● Stated exercise
Below are records; reproduce exactly the lines from the one containing "on the wildflower" through the end, both included, and only those.

● Dataset records
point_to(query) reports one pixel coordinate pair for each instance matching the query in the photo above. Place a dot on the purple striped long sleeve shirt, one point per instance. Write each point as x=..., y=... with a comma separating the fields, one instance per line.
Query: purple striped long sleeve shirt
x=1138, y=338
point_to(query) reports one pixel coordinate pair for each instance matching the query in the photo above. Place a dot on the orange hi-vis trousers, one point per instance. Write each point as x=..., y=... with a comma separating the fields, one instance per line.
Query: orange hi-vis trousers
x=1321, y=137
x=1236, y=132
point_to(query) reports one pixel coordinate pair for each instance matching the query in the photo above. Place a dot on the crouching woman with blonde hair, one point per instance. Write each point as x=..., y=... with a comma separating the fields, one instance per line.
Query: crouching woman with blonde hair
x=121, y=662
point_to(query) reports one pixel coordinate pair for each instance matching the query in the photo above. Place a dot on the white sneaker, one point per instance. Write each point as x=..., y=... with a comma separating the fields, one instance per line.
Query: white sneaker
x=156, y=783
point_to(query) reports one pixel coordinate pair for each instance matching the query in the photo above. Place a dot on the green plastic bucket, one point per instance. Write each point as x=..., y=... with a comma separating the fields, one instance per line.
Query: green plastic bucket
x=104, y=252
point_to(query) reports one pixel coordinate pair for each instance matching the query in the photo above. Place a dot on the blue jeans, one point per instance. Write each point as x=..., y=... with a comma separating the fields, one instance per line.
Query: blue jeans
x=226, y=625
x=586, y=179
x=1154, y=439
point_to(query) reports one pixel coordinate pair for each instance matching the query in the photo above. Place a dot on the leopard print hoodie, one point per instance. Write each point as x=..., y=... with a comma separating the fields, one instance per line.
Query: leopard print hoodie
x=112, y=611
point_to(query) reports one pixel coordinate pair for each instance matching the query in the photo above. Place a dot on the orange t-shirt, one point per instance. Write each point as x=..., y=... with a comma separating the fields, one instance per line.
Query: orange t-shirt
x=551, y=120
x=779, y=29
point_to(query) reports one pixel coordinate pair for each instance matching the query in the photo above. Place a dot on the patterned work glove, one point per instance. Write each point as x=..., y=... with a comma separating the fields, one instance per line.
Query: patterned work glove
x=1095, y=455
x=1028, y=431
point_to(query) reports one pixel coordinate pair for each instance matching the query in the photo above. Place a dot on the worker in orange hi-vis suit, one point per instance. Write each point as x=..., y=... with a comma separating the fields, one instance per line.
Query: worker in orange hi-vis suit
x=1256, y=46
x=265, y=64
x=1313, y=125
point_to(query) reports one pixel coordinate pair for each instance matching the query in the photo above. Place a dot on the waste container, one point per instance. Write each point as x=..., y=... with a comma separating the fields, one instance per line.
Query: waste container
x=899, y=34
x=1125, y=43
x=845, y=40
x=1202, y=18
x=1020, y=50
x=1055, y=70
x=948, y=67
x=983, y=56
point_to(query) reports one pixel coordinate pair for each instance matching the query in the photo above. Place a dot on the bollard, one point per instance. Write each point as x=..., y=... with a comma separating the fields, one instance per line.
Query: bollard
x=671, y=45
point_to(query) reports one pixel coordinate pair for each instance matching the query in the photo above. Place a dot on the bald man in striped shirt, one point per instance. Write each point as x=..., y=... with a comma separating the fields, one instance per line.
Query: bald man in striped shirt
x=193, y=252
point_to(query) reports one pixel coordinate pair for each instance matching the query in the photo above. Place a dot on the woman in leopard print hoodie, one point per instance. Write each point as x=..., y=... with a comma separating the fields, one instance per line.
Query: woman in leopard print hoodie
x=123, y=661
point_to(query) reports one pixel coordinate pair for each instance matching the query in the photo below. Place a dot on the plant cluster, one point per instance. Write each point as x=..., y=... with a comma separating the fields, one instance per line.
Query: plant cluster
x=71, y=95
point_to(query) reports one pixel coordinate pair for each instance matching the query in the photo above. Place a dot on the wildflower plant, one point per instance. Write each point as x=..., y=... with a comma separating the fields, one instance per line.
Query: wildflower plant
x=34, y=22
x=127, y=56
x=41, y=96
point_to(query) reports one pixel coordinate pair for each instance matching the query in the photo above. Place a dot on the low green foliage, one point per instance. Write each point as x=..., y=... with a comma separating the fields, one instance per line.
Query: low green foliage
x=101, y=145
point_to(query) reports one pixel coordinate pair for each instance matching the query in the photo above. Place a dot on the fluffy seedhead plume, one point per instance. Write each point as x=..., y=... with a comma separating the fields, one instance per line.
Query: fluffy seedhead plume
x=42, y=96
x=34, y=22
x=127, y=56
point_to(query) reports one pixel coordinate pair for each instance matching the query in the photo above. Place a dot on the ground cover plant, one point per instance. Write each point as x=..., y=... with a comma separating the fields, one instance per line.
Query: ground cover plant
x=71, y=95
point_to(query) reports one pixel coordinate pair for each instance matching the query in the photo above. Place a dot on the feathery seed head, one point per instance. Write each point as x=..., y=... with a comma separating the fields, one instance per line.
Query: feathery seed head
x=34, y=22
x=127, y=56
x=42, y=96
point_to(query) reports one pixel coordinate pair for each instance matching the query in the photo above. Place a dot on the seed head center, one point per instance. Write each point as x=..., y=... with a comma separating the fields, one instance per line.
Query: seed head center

● Answer to the exercise
point_to(query) reports one pixel coordinate pair for each instance matching the query in the photo above. Place a dot on the wildflower plant, one point per instance. Write each point as x=..., y=... with a comma separating the fields, one instance per line.
Query: wildflower plant
x=34, y=22
x=127, y=56
x=41, y=96
point_to(query) reports one pixel coordinate pair for each instance matching the query in the photo above. Place a dot on the low green foliage, one point per instance. Write each point as x=..., y=... with a comma separating the fields, one instance per line.
Query: low green foliage
x=101, y=145
point_to(query) reports one pixel coordinate pair for each instance matching the query in the photo above. Place a dot on the fluffy seedhead plume, one point per instance. Write each point as x=..., y=... with a comma separating the fields, one instance per line.
Query: fluffy seedhead plume
x=42, y=96
x=34, y=22
x=127, y=56
point_to(query) reports one pixel coordinate pair for each instance matching the query in the photo above. Place a dot on the ground cover plant, one point per instance. Write each point as x=..., y=... with a comma separating the fields, one instance per line.
Query: ground cover plant
x=71, y=95
point_to(query) reports one pixel coordinate pair for each instance matching the query in the photo above. Place a dot on the feathery seed head, one point per instance. Write each point as x=..., y=... with a comma separating the fields, one instance per line.
Query: feathery seed head
x=34, y=22
x=127, y=56
x=42, y=96
point_to(query) reports one pixel coordinate pair for each instance matching the query in the photo above. Place a dot on the seed head center, one point per instance. Write each point as x=..., y=... with a comma separating the fields, one instance per line.
Query: seed head center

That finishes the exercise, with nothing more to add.